Work required: In the email about touchpad support below, copy everything from "under the hood, things" down to "worked with it).", changing "Powerbook" to "laptop".

Text to read:

======

Hi Christoph,

under the hood, things are a bit different than you might
think.  It's not the ws driver that is new or has changed,
it's the fact it is used in X for all pointing devices now.
The touchpad-specific input processing is done in the kernel,
by a new component of wsmouse(4).

I'm afraid you are out of luck with a Powerbook.  The kernel
driver for that hardware, ams(4), offers mouse support only,
that is, the hardware emulates a mouse and that's all.  No
extended functionality may be available, apart from things
that its firmware might offer in that mode (I have never
worked with it).

BTW, xorg configuration files in
   /usr/X11R6/share/X11/xorg.conf.d/
aren't necessarily named "xorg.conf".  The files in that
directory only need the ".conf" extension, and an old version
of 70_synaptics.conf (or an ancient 50_synaptics.conf) would
change the driver assignment.

Cheers,
Ulf

On 12/10/2017 05:19 PM, Christoph R. Murauer wrote:
> Hello Ulf !
> 
> Thanks for your answer.
> 
>> I assume that your touchpad is actually running with ws, and that no
>> xorg ".conf" file - in /etc or in /usr/X11R6/share/X11/xorg.conf.d/ -
>> overrides the default ;-)  If that is the case, then
> "works-as-before" is a good result,
> 
> Yes, I can confirm, that it is ws. Because I had synclient settings
> including tabbing in my .xsession file which had no effect after
> upgrading to the last snapshot. No, there is no xorg.conf (see search
> results below from my original email).

======

Provided data:

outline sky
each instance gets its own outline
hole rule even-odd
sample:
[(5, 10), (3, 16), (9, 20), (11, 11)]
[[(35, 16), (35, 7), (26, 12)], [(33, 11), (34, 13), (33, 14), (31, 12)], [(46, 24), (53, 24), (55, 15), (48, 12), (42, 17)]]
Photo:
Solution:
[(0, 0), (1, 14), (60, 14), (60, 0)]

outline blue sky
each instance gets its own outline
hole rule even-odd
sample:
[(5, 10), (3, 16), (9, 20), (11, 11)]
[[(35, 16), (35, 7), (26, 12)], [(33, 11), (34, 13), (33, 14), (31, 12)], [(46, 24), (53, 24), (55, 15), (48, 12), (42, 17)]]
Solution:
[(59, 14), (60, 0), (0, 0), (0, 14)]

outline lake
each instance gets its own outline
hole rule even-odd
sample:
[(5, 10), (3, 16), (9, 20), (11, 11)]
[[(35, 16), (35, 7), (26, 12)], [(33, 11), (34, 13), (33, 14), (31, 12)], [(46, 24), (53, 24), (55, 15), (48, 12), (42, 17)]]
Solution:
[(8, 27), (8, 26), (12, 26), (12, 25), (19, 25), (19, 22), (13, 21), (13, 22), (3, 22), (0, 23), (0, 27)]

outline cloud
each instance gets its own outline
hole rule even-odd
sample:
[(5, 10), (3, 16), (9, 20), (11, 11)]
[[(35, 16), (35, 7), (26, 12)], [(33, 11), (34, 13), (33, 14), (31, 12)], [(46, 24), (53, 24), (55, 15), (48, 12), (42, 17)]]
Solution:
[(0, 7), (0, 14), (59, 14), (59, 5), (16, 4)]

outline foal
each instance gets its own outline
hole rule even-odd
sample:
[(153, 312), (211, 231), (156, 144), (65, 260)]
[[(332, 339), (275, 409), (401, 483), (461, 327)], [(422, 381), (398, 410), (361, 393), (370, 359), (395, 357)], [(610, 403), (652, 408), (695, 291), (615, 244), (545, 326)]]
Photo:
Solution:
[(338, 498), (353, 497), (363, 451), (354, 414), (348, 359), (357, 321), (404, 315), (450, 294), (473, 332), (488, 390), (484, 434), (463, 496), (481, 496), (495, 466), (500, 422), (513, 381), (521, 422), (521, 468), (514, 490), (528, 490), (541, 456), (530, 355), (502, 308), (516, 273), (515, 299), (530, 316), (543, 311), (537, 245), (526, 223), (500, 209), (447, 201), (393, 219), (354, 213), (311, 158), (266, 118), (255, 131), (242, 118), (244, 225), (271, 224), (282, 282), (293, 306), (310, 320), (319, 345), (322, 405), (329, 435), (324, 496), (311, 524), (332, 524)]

======

The solution:
under the hood, things are a bit different than you might
think.  It's not the ws driver that is new or has changed,
it's the fact it is used in X for all pointing devices now.
The touchpad-specific input processing is done in the kernel,
by a new component of wsmouse(4).

I'm afraid you are out of luck with a laptop.  The kernel
driver for that hardware, ams(4), offers mouse support only,
that is, the hardware emulates a mouse and that's all.  No
extended functionality may be available, apart from things
that its firmware might offer in that mode (I have never
worked with it).